Brief A —
Answer these questions using the passage on the TTA system, marking each answer (i), (ii) and (iii) to match:
(i) What term does the passage use for generating sound that continues to an arbitrary length from an existing sound source?
(ii) About what range of learning steps does the horizontal axis in FIG. 10 cover?
(iii) Which of the two curves in FIG. 10 shows slightly more variability?
Brief B — Continue the passage on the TTA system from where it stops.

Passage to read —
────────

The TTA system 300 according to the present disclosure can generate continuous sound of arbitrary length by repeatedly masking and complementing the sound source. The sound source mentioned here includes both existing sound sources and generated sound sources produced by the TTA system 300 itself. In the present specification, generation of sound continuing to an arbitrary length with respect to an existing sound source is referred to as “infinite continuation,” while generation of sound continuing to an arbitrary length with respect to a sound source generated from scratch is referred to as “infinite generation.” In Section F, infinite generation and infinite continuation of audio data is primarily introduced as application examples of the TTA system 300 according to the present disclosure. The infinite generation and infinite continuation of audio data can be implemented by applying the time repair mechanism illustrated in FIG. 5 using the time domain masking unit 502 configured to mask any time section of the audio data. The repair unit is configured to repair a time section masked by the time domain masking unit 502.

F-1. Basic operation: The TTA system 300 according to the present disclosure generates audio data by applying a process of inputting a prompt including text data and audio data and repairing partially masked original data (see FIG. 3). In the process of repairing the mask, rather than reproducing the training data, the transformer model 302 learns features common to the entire training data and extracts and reproduces elements common to the training data from the masked token (converting it into data similar to the training data). Therefore, it is unlikely that directional sound that is not represented in the training data can be generated.

FIG. 10 is a diagram illustrating a curve representing a relationship between a number of learning steps and FAD score in both a verification set and a test set of AudioCaps while learning a TTA system 300, in accordance with an embodiment of the disclosure. FIG. 10 is explained in conjunction with elements from FIG. 1, FIG. 2, FIG. 3, FIG. 4, FIG. 5, FIG. 6, FIG. 7, FIG. 8, and FIG. 9. The graph depicts two curves representing the FAD scores for the verification set and test set as the number of learning steps increases. The horizontal axis of the graph represents the number of learning steps, ranging from approximately 100 to 800 steps. The vertical axis shows the FAD score values. Both curves exhibit a general downward trend as the number of learning steps increases, indicating improved performance of the TTA system 300 over time.

In the initial stages of learning, around 100 steps, the FAD scores for both the verification and test sets start at higher values, suggesting lower audio quality. As learning progresses, both curves show a rapid decrease in FAD scores, indicating significant improvements in audio synthesis quality. The verification set curve displays slightly more variability compared to the test set curve. This variability may be attributed to the model adapting to specific characteristics of the verification data during the learning process.

────────

Data lines —
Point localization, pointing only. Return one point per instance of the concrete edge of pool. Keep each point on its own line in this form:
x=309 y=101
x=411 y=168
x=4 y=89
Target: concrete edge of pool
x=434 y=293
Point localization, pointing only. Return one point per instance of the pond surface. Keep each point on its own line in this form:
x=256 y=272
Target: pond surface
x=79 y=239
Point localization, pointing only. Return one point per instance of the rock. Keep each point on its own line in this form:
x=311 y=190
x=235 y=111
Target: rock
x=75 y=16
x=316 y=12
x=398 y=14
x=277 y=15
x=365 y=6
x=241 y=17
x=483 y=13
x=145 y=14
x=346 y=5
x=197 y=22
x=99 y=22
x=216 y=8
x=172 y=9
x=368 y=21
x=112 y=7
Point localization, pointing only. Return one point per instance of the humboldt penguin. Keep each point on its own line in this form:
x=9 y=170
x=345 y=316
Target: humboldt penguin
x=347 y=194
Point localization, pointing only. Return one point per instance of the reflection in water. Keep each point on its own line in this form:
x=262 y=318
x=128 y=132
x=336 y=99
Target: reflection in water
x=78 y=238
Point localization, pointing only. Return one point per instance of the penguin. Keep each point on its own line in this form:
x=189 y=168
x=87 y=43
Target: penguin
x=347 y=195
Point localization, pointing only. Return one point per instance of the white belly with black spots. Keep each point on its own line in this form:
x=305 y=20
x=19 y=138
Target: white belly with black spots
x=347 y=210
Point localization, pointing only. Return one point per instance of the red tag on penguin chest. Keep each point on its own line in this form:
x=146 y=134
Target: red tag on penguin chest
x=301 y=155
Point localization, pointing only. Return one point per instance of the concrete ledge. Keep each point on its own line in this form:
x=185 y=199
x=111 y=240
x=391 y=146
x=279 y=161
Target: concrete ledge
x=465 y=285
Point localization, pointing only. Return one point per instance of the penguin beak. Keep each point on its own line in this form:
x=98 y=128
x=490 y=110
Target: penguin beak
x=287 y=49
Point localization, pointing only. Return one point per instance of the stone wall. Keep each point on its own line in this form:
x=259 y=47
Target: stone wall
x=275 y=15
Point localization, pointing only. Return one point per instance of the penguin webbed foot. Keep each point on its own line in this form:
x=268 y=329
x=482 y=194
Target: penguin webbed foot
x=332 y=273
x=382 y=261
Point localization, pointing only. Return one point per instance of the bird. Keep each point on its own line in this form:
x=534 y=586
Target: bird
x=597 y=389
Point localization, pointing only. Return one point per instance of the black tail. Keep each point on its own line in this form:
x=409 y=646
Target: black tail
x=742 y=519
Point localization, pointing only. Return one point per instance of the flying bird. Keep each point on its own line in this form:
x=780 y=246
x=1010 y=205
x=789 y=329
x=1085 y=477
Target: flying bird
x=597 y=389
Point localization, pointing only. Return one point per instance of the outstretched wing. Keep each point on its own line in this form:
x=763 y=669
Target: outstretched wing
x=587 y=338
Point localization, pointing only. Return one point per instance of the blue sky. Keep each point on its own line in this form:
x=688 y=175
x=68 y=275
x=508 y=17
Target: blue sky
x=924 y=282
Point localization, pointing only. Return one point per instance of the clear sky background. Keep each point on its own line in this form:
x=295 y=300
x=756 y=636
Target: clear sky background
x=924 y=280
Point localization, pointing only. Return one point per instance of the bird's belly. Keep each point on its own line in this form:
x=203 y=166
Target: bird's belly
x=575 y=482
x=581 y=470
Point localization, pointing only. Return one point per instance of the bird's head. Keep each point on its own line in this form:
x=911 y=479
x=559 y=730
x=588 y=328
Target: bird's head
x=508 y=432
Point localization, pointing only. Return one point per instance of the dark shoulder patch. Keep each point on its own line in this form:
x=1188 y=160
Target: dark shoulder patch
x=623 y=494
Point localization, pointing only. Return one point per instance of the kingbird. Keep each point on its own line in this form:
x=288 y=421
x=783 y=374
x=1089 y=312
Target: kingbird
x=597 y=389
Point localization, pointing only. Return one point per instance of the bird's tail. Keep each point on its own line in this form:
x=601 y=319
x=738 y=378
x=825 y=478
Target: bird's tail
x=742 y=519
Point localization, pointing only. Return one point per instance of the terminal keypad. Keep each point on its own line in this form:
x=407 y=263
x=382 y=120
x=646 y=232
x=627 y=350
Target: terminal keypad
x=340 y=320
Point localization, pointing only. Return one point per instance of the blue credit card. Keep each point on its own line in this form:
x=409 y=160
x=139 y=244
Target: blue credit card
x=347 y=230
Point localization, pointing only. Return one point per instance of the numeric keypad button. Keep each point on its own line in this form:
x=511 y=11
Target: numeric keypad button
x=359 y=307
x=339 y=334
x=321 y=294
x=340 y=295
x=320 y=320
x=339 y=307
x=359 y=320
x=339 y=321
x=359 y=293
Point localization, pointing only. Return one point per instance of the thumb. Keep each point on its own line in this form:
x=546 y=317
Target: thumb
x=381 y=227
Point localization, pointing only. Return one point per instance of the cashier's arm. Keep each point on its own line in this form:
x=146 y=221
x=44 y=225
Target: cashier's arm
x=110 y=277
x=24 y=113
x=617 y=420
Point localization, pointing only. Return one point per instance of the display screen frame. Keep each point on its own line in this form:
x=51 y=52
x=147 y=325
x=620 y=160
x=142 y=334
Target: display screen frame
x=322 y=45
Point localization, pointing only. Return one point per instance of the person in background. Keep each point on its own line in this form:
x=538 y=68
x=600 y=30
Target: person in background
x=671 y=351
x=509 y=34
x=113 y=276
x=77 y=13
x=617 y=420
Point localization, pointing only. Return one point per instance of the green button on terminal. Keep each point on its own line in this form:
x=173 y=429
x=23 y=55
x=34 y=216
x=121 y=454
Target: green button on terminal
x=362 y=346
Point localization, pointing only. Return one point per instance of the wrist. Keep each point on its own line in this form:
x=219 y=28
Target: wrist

────────

Exercise output A —
(i) Infinite continuation
(ii) About 100 to 800 steps
(iii) The verification set curve

Exercise output B —
Around the 400-step mark, both curves begin to flatten, suggesting diminishing returns in performance improvements with additional learning steps. However, the overall trend continues to show gradual improvement up to 800 steps.

The test set curve generally maintains lower FAD scores compared to the verification set curve throughout the learning process. This pattern may indicate good generalization of the TTA system 300, as the performance on unseen test data closely follows or slightly outperforms the verification set results. Towards the end of the learning process, at approximately 800 steps, both curves appear to converge, with the gap between verification and test set performance narrowing. This convergence may suggest that the TTA system 300 has reached a stable level of performance across both datasets.

The progression of FAD scores illustrated in FIG. 10 demonstrates the effectiveness of the learning process for the TTA system 300. The consistent improvement in audio quality, as indicated by decreasing FAD scores, highlights the system's ability to generate increasingly realistic and high-quality audio outputs as training progresses.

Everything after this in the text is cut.